> [Teks]

#####

Resensi :
Alex, seorang
jenius yang menderita cacat polio, menghabiskan masa remajanya dengan fokus
pada pembuatan produk pencuci berbahan dasar kimia. Meski kesibukannya itu
membuatnya gagal menikmati masa remaja sebagaimana mestinya, dia tetap
memperoleh ganjaran yang pantas, kejeniusannya menghasilkan beberapa produk
pencuci berhasil mengantarkannya menjadi seorang profesor pada usia muda dan
seorang ahli kimia. Dengan dukungan keluarganya, dia pun memiliki pabrik yang kemudian
memproduksi produk inovasinya itu secara massal.

#####

Label titik objek
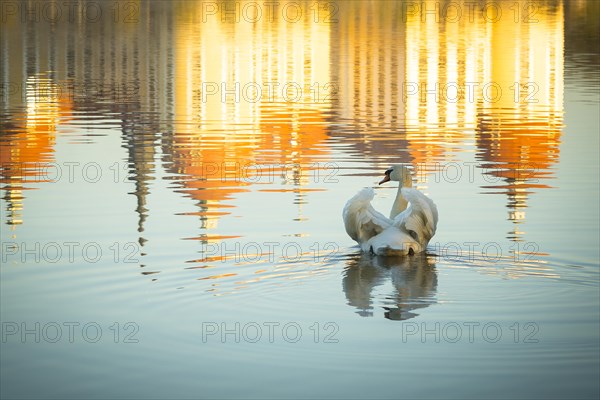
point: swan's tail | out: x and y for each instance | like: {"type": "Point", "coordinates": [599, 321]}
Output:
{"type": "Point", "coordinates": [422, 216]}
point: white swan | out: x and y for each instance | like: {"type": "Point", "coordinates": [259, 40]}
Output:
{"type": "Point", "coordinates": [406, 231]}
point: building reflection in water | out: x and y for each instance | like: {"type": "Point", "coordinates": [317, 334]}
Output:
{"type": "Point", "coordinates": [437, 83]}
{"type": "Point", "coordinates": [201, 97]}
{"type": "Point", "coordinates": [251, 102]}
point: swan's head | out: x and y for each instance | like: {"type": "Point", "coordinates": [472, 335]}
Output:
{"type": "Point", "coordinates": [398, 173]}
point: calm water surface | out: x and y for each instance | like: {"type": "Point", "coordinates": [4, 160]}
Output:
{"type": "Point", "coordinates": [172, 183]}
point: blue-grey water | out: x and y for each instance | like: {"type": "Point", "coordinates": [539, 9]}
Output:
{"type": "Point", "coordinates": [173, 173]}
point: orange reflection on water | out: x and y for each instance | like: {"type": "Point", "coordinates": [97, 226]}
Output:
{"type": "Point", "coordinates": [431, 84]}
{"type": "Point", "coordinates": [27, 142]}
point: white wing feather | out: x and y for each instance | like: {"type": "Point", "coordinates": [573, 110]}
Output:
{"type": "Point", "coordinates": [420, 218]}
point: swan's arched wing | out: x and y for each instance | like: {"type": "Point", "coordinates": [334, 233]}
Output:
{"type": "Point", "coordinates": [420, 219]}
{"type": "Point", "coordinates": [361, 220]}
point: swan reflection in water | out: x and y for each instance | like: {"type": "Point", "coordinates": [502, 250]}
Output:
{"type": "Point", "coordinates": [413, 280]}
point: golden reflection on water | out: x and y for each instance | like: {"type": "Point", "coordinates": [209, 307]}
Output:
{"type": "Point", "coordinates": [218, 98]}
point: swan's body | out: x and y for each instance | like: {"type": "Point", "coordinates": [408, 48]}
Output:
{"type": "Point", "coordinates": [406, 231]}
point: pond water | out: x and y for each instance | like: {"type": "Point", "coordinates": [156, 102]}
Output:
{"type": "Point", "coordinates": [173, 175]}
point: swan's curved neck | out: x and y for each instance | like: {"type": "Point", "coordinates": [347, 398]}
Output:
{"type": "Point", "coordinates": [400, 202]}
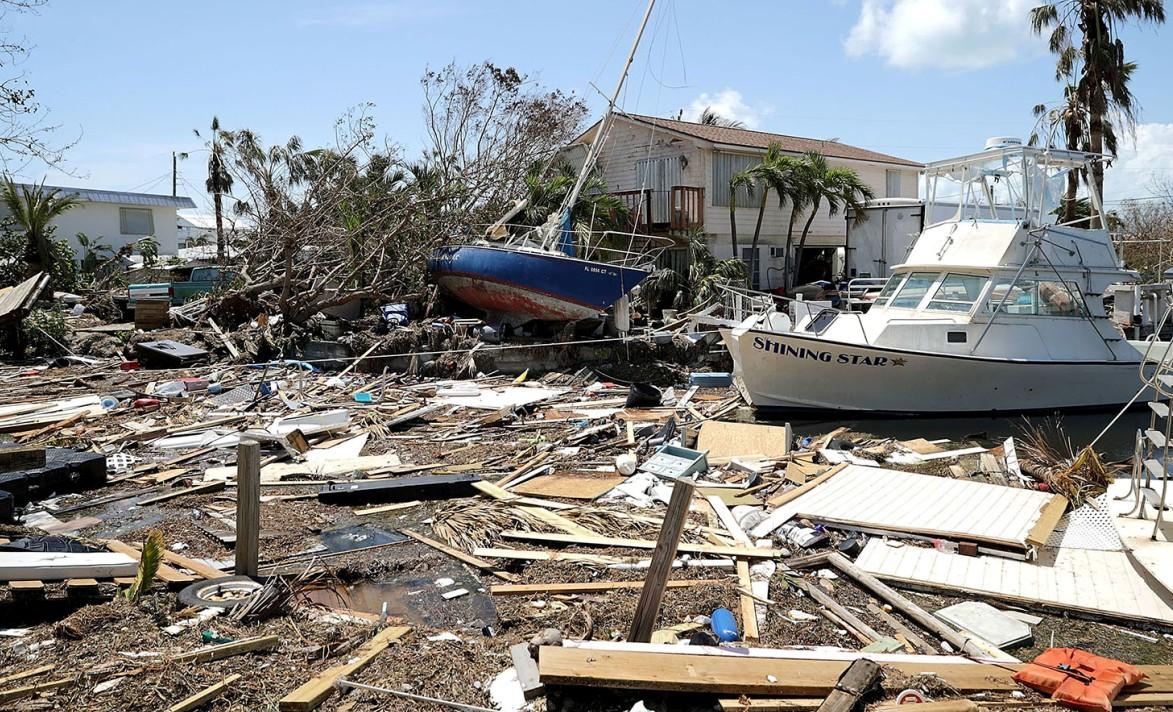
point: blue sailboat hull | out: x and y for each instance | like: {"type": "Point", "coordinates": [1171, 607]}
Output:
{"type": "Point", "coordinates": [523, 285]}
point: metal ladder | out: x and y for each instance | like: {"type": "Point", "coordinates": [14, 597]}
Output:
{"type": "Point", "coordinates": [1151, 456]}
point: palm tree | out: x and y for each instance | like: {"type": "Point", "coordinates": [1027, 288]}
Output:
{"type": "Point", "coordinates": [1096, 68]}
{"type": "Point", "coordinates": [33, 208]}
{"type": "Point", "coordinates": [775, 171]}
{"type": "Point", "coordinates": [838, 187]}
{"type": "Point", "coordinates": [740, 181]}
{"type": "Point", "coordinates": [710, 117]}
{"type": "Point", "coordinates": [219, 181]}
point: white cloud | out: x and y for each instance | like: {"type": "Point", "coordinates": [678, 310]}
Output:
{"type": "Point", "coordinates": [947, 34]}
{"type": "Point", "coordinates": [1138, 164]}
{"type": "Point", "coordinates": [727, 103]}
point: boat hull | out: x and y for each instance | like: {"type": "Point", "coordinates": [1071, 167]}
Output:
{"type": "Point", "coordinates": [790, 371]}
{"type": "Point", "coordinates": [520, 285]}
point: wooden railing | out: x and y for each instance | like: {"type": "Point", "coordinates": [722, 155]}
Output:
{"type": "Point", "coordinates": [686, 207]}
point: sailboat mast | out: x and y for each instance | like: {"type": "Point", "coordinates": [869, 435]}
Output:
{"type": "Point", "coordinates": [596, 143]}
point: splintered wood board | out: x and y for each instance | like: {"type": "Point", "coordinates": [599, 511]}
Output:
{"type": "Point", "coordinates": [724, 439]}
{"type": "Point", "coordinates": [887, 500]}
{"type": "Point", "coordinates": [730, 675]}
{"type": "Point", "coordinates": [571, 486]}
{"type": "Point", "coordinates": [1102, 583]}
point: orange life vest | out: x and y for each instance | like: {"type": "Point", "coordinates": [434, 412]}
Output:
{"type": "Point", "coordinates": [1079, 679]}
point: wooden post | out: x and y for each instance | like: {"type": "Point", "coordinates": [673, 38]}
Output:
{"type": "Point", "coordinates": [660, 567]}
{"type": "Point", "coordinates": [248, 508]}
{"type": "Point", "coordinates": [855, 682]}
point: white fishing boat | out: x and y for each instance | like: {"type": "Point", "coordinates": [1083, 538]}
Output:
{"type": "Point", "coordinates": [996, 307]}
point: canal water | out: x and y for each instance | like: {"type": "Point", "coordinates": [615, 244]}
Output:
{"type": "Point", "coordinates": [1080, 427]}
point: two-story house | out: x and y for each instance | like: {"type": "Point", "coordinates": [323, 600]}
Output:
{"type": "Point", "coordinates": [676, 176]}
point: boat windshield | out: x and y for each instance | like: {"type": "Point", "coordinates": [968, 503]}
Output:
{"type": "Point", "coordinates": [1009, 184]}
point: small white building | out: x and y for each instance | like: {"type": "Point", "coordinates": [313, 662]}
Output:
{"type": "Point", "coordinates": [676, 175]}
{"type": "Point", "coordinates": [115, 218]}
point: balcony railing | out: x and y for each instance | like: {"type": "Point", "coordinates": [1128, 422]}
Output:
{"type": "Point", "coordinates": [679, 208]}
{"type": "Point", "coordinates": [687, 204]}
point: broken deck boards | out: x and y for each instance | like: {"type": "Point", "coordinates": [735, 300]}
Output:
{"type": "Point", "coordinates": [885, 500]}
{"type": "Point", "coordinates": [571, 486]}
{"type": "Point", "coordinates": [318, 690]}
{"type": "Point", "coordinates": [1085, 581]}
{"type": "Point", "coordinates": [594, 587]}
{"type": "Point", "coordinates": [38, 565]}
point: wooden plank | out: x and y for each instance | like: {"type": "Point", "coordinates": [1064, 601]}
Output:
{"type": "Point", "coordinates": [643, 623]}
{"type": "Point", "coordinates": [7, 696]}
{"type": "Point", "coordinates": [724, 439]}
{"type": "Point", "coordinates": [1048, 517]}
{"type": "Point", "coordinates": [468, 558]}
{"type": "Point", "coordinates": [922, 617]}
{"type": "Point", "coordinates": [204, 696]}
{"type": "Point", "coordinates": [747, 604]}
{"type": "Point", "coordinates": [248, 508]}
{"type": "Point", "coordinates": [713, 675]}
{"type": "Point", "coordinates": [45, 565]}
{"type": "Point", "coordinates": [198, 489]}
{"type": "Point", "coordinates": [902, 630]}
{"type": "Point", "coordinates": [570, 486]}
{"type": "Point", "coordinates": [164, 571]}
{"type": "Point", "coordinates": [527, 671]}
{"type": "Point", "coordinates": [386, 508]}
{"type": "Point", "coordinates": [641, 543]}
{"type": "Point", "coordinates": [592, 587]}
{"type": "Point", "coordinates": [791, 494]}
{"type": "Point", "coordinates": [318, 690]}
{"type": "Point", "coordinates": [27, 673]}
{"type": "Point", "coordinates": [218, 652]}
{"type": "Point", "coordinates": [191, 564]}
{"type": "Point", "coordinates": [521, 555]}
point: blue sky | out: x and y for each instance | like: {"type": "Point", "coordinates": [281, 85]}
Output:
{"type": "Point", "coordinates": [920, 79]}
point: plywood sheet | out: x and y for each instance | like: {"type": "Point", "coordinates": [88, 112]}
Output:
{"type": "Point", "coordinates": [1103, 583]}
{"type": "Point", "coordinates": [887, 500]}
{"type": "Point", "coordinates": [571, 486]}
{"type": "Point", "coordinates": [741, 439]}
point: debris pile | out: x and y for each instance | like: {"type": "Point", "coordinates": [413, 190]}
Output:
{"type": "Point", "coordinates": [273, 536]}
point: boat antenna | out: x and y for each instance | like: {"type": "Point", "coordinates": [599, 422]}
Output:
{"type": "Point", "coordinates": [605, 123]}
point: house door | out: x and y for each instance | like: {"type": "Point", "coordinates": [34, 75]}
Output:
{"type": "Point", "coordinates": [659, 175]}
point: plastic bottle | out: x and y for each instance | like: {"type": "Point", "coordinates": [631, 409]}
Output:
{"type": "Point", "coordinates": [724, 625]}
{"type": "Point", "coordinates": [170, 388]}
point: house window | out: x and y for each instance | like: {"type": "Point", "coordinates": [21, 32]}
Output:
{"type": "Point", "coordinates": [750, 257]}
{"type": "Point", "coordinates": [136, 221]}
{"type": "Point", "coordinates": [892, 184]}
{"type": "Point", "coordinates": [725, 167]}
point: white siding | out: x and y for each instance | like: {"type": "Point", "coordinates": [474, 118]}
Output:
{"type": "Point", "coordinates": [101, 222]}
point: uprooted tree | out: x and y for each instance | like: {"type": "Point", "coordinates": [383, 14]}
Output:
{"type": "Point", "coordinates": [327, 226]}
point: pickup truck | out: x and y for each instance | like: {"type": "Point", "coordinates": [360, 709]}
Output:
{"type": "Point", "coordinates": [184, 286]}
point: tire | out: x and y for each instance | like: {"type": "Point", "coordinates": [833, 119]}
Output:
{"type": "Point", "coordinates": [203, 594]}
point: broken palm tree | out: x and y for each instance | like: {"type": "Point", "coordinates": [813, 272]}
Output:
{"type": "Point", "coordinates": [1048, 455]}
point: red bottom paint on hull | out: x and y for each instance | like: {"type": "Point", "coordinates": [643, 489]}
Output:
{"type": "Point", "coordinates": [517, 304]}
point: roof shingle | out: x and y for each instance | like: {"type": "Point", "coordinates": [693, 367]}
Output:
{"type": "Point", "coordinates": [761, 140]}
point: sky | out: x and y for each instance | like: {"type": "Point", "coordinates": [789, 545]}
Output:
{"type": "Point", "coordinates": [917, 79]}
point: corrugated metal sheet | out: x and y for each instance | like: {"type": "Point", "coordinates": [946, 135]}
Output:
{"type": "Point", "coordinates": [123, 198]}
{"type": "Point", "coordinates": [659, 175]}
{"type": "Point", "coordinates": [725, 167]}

#####

> [Tujuan 1]
Jawablah pertanyaan berikut berdasarkan resensi tentang Alex:
(a) Apa yang menjadi fokus Alex selama masa remajanya?
(b) Menjadi apa Alex pada usia muda berkat produk pencuci yang dihasilkannya?
(c) Atas dukungan siapa Alex bisa memiliki pabrik?
> [Tujuan 2] Apa saja sebutan yang dipakai resensi tentang Alex untuk menggambarkan dirinya? Sebutkan semuanya.
> [Tujuan 3] Lanjutkan resensi tentang Alex mulai dari sesudah kalimat terakhirnya.
Item-item ini diambil dari sumber yang berbeda.

> [Hasil 1]
(a) Pembuatan produk pencuci berbahan dasar kimia.
(b) Seorang profesor.
(c) Keluarganya.

> [Hasil 2]
- Jenius
- Profesor
- Ahli kimia

> [Hasil 3]
Alex kemudian
bekerja sebagai seorang dosen kimia di sebuah universitas, atas desakan
keluarga yang tak tega melihatnya terus-terusan mengurung diri dalam kesibukan
dan penelitian. Di kampus inilah, Alex kemudian mengenal Claire, seorang
mahasiswi yang pendiam dan terkesan misterius.
Claire memiliki
kehidupan yang luar biasa sulit. Ibunya seorang pelacur. Dan ayah tirinya
sering memukul, memeras juga menyiksa. Claire memiliki adik tiri bernama Ayu
yang ia rawat sejak kecil, sementara ibunya sendiri tak pernah peduli. Hari demi
hari dilalui Claire dengan kelaparan dan hidup di bawah ancaman serta
ketakutan.
Claire kemudian bekerja
di sebuah restoran. Duka ternyata masih setia menguntit Claire. Pemilik restoran
yang bernama Markus berkali-kali berusaha memperkosanya. Bahkan ibu Claire
pernah mendatangi Markus dan mengatakan bahwa ia menjual Claire pada Markus.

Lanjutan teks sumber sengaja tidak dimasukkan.